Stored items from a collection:
▼

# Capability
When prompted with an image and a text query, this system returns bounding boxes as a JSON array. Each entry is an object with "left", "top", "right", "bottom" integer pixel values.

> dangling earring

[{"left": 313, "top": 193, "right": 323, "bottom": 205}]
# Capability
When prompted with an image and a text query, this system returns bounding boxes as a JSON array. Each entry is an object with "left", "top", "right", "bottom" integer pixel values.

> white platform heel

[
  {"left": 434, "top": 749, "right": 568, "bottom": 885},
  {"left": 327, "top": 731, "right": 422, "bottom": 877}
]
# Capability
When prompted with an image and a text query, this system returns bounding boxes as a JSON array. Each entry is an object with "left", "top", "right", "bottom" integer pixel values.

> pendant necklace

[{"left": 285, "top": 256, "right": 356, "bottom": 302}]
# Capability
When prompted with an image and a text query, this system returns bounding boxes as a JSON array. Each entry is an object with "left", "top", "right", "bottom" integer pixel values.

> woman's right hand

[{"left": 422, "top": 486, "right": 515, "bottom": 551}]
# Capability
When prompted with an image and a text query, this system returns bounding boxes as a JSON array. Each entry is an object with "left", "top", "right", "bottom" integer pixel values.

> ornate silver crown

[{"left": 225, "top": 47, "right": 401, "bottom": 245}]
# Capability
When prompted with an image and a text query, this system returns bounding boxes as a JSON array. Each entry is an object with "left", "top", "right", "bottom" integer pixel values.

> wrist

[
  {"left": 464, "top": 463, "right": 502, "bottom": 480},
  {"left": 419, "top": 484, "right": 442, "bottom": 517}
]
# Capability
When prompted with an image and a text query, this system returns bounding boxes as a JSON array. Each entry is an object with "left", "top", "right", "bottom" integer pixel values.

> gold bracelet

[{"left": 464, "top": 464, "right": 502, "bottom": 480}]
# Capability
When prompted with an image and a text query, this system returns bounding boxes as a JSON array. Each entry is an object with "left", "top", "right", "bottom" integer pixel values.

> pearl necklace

▲

◆ WORK ORDER
Would you repeat the records above without any changes?

◆ OUTPUT OF THE TASK
# Capability
When prompted with an image and a text query, this system returns bounding boxes as a JSON array. Each entry is an object with "left", "top", "right", "bottom" integer pixel values.

> dangling earring

[{"left": 313, "top": 193, "right": 323, "bottom": 205}]
# Capability
When prompted with an image and a text query, this system returns bounding boxes as a JSON array. Each entry is an object with "left", "top", "right", "bottom" integer pixel values.

> white platform heel

[
  {"left": 434, "top": 749, "right": 568, "bottom": 885},
  {"left": 327, "top": 731, "right": 422, "bottom": 877}
]
# Capability
When prompted with an image and a text query, this system returns bounding boxes as a JSON array. Each entry is an object with "left", "top", "right", "bottom" integer pixel values.

> pendant necklace

[{"left": 285, "top": 256, "right": 356, "bottom": 302}]
# Capability
When prompted with an image and a text query, this system returns bounding boxes as a JSON array. Each entry is an object with "left", "top", "right", "bottom" integer pixel values.

> woman's right hand

[{"left": 422, "top": 486, "right": 515, "bottom": 551}]
# Capability
When prompted with an image and a text query, this system returns bounding boxes as a JSON array. Each entry is an object with "left", "top", "right", "bottom" integer pixel values.

> ornate silver crown

[{"left": 225, "top": 47, "right": 401, "bottom": 245}]
# Capability
When prompted with an image and a text query, this system returns bounding boxes as a JSON array. Each entry is an object with "left", "top", "right", "bottom" integer pixel values.

> wrist

[
  {"left": 464, "top": 463, "right": 502, "bottom": 480},
  {"left": 419, "top": 484, "right": 442, "bottom": 517}
]
# Capability
When prompted with an image and a text query, this system returns bounding boxes as a JSON array. Each entry is an object with "left", "top", "right", "bottom" integer pixel values.

> gold bracelet

[{"left": 464, "top": 464, "right": 502, "bottom": 480}]
# Capability
When prompted with an image and a text query, this system returns bounding boxes as a JSON array. Each entry is an object with "left", "top", "right", "bottom" integer pixel values.

> pearl necklace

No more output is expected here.